■ **Text passage**
I am considering to use DTOs instead of passing around my domain objects. I have read several posts here as well as elsewhere, and i understand there are several approaches to getting this done.
If i only have about 10 domain classes in all, and considering that i want to use DTOs rather than domain objects for consumption in my Views (WPF front ends), what is the recommended approach.
I think using tools like automapper etc maybe an overkill for my situation. So i am thinking of writing my custom mapper class that will have methods for converting a domain type to a DTO type.
What is the best way to do this, are there any sample to get me started to do this?
Second question: When writing those methods that will create DTOs, how do i deal with setting up all the data, especially when the domain type has references to other domain objects? Do i write equivalent properties in the DTO for mapping to those refernece types in the domain class?
Please ask if i have not put my second question in proper words. But i think you understand what i am trying to ask.

■ **List of tasks**
a. Quote the forum post about DTOs from "I think using" up to and including "to do this?".
b. Extend the forum post about DTOs by writing what follows its final sentence.

(Excerpts from point annotation data)
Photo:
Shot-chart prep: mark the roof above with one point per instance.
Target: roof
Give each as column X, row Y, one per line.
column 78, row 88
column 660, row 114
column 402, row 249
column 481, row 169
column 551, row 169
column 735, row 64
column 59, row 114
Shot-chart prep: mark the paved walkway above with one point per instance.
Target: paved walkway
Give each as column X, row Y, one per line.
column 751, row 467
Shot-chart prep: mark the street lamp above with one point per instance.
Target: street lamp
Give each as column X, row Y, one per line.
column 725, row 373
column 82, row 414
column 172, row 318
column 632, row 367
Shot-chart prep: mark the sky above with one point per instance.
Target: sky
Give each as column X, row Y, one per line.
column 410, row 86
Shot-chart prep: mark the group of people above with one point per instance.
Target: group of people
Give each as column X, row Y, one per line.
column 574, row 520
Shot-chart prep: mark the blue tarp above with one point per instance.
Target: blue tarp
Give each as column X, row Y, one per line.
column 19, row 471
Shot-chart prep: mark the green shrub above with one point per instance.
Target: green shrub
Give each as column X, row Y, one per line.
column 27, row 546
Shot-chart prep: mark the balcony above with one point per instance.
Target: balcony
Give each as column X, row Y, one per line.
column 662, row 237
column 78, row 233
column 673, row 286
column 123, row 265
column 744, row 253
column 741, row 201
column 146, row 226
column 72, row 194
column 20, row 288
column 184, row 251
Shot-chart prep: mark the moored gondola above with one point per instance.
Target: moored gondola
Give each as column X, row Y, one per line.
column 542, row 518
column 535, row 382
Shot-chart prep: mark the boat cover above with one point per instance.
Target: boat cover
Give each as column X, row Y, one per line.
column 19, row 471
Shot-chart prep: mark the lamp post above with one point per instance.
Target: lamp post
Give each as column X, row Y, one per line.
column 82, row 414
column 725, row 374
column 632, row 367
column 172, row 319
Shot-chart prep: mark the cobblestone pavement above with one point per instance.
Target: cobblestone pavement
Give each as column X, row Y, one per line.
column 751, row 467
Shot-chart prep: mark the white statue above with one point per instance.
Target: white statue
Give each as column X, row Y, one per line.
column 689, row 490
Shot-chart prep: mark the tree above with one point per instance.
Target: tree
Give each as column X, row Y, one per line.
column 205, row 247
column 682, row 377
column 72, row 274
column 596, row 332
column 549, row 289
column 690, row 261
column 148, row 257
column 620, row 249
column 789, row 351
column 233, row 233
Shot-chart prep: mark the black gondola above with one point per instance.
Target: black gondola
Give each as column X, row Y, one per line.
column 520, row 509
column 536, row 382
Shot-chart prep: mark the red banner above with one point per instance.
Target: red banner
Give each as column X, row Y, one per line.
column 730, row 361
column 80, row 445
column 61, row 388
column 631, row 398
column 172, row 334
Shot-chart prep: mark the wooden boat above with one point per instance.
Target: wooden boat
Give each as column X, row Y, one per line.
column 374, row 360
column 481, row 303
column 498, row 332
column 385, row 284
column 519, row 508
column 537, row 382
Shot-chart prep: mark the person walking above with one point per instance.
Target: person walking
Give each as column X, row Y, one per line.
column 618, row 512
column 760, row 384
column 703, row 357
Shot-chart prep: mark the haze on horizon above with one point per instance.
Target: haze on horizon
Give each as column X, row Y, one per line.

■ **The replies**
a.
I think using tools like automapper etc maybe an overkill for my situation. So i am thinking of writing my custom mapper class that will have methods for converting a domain type to a DTO type.
What is the best way to do this, are there any sample to get me started to do this?

b.
Thrid question: When writing DTOs, should i write multiple DTOs, each containing partial data for a given domain model, so that each of it can be used to cater to a specific View's requirement, or should the DTO have all the data that are there in the corresponding model class.

I've been reading a few posts here regarding DTO's and it seems to me that a lot of people equate them to what I would consider a ViewModel. A DTO is just that, Data Transfer Object - it's what gets passed down the wire. So I've got a website and services, only the services will have access to real domain/entity objects, and return DTO's. These may map 1:1, but consider that the DTO's may be populated from another service call, a database query, reading a config - whatever.
After that, the website then can take those DTO and either add them to a ViewModel, or convert into one. That ViewModel may contain many different types of DTO's. A simple example would be a task manager - the ViewModel contains both the task object you are editing, as well as a group of Dto.User objects that the task can be assigned to.
Keep in mind that the services returning DTO's maybe used by both a website, and maybe a tablet or phone application. These applications would have different views to take advantage of their displays and so the ViewModels would differ, but the DTO's would remain the same.
At any rate, I love these types of discussions, so anyone please let me know what you think.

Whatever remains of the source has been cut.